ASSIGNMENT:
Filter the data below and copy out every line that contains the string "positive", treating uppercase and lowercase letters as different.
[[ EXCERPTED RECORDS, beginning ]]
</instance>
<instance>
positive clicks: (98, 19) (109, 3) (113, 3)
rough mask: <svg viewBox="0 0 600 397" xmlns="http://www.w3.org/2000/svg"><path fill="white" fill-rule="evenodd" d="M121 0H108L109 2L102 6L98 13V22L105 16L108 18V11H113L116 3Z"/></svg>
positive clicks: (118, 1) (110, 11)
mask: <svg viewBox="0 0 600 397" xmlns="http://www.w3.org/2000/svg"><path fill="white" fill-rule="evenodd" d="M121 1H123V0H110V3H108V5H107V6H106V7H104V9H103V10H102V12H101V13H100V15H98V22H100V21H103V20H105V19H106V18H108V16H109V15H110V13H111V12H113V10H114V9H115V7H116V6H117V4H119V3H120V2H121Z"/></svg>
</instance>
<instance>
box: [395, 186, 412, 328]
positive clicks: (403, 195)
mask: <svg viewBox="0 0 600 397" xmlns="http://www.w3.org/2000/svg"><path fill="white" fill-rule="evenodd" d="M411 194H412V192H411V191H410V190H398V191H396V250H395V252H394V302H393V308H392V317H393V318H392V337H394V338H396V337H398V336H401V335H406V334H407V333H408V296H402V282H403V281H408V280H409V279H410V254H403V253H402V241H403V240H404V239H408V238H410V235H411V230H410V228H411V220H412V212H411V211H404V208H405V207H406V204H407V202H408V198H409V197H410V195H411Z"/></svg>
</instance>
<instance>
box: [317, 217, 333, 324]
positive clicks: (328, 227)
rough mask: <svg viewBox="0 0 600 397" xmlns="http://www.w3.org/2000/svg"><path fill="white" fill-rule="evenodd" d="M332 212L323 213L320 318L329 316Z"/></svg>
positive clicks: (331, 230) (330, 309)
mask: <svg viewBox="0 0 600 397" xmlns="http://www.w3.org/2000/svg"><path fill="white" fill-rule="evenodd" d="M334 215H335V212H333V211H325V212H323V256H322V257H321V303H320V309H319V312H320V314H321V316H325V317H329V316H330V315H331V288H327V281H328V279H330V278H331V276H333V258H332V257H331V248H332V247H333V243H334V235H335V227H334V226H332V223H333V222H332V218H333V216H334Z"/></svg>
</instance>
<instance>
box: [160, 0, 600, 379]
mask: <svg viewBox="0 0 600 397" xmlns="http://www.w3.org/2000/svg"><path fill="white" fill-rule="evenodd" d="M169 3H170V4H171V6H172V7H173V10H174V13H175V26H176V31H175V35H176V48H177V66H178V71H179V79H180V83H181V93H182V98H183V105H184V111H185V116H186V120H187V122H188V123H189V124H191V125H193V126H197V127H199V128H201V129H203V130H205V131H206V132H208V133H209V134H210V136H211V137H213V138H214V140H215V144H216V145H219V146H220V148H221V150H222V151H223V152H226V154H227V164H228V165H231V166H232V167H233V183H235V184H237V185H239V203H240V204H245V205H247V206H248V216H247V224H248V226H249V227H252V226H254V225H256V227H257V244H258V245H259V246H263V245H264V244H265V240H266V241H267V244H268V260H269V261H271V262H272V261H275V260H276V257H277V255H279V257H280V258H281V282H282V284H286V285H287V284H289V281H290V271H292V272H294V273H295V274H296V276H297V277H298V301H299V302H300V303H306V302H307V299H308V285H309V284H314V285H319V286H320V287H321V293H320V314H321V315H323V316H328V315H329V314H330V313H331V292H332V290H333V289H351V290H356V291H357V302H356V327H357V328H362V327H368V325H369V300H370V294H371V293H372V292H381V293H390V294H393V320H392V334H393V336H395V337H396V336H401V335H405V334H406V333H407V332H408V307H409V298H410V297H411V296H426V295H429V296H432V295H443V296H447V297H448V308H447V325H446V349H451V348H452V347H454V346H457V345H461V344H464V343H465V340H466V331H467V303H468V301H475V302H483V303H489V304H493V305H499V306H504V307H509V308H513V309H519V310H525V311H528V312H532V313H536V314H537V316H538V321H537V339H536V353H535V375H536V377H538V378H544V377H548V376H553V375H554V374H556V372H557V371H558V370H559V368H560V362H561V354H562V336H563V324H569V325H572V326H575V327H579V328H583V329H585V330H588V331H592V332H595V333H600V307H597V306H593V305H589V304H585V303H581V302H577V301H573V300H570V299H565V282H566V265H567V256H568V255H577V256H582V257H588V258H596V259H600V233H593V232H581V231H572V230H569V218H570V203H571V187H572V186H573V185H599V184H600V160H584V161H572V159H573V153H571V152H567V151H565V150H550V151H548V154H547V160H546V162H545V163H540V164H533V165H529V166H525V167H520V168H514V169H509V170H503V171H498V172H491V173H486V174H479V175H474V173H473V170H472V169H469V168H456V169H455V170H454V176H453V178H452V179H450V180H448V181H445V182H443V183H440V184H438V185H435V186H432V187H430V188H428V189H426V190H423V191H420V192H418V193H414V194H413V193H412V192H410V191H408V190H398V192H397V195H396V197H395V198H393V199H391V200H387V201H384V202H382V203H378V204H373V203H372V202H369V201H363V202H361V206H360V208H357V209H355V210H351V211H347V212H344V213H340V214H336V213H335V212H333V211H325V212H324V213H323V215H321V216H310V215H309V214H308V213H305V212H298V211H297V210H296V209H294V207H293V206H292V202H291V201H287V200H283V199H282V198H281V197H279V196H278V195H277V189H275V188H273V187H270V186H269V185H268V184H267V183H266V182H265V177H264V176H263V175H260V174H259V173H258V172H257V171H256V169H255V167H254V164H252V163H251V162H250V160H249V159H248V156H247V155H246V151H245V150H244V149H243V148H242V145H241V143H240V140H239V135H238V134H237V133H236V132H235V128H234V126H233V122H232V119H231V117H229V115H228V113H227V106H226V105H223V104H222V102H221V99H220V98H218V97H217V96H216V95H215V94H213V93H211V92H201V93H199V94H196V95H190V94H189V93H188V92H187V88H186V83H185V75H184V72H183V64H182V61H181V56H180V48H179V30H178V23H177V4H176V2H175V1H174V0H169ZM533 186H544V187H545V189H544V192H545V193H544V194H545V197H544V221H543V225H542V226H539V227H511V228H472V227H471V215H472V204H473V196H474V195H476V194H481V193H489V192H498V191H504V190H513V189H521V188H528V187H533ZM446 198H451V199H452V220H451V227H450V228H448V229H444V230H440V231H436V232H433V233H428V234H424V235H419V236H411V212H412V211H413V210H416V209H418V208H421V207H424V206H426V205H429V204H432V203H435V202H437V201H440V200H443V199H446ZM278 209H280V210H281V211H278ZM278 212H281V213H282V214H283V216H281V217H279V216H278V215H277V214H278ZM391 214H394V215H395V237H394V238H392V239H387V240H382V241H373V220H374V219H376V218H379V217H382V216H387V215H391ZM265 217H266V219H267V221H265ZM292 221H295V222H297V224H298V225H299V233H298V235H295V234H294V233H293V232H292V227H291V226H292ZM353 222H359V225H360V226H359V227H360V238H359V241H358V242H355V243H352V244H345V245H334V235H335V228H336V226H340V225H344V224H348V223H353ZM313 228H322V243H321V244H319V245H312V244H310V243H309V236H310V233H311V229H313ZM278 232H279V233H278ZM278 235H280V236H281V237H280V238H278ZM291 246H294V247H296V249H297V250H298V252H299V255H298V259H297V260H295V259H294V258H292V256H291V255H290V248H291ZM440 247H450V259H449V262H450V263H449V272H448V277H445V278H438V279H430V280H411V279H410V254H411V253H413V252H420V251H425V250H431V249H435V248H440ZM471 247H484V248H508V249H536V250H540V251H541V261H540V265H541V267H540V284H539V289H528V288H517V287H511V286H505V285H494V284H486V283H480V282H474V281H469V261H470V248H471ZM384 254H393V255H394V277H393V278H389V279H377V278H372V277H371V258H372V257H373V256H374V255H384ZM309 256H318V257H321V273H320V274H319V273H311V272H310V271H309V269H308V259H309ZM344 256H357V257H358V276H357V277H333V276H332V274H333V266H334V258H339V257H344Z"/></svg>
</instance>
[[ EXCERPTED RECORDS, end ]]
TASK SOLUTION:
positive clicks: (98, 19) (109, 3) (113, 3)
positive clicks: (118, 1) (110, 11)
positive clicks: (403, 195)
positive clicks: (328, 227)
positive clicks: (331, 230) (330, 309)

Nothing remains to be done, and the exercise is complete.